* Task requirements
[a] Answer these questions from the bakery profile, marking each answer with its number:
(i) In what year did Rudy purchase the bakery?
(ii) How far from the store is the farmer's market on the waterfront?
(iii) For how many years did Wagner's grandfather work in the bakery?
[b] Reproduce word for word the stretch of the bakery profile from "The 12,000-sq.-ft. bakery" through "marketplace, Wagner says.".

* Source
The 12,000-sq.-ft. bakery has operated in the same location, two blocks from the capitol building, for 66 years, with Todd's father, Rudy, purchasing the bakery in 1968. The key to its success has been the family's commitment to offering the very best quality products to the marketplace, Wagner says.
To help bring more quality products to the public, Wagner turned to farmer's markets instead of opening additional storefronts. “I originally turned down the farmer's markets because all they wanted were breads, and we don't do many breads. But as the product demand expanded, I got into them because I saw it as an area for growth,” he says.
One market is located 10 blocks from the store, right along the waterfront in an upwardly mobile economic area. The cost of opening another location in that area would be very expensive. “This way the bakery gets exposure for low cost,” he adds.
To help keep operating costs and product prices in balance, Wagner keeps track of the purchasing price of primary ingredients on two 8-ft. long boards in the production area. “We pay premium prices to get the best ingredients. We still crack our own eggs and use butter. Our motto is: ‘Buy the best. We do.'”
While most of Wagner's advertising is through wordof-mouth, the bakery helps keep its name in front of consumers through donations and its relationship with organizations for disabled adults and at-risk teenagers. Wagner has established a six-year relationship with one such organization for disabled adults, which provides the bakery with its clean up crew, an area where Wagner had previously experienced high turnover.
Wagner trained the organization's management how to clean the bakery, and they in turn train the employees they send to the bakery. Employees may change, but they come onto the job knowing what is required. “It has gone incredibly well. I thought in the beginning that it might cause problems, but my staff has been very receptive. It's the neatest thing to watch them overcome their adversities,” he says.
Part of this commitment to community may stem from the Wagner family's commitment to the bakery. At one time, four generations of Wagners worked in the bakery. Along with Rudy and Todd, Wagner's grandfather worked in the bakery for 22 years. Wagner's mother, Linda, and wife, Heidi, help with the bookkeeping and his daughter, Tasha, helps out one day a week.
“Our staff, product line and location all play an integral part in the reputation we have built,” Wagner says.

* Supplied information

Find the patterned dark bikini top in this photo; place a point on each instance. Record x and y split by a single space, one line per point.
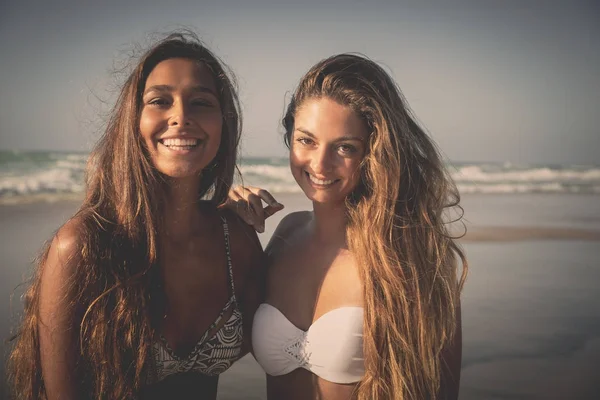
211 355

* Solutions by task
[a]
(i) 1968
(ii) 10 blocks
(iii) 22 years

[b]
The 12,000-sq.-ft. bakery has operated in the same location, two blocks from the capitol building, for 66 years, with Todd's father, Rudy, purchasing the bakery in 1968. The key to its success has been the family's commitment to offering the very best quality products to the marketplace, Wagner says.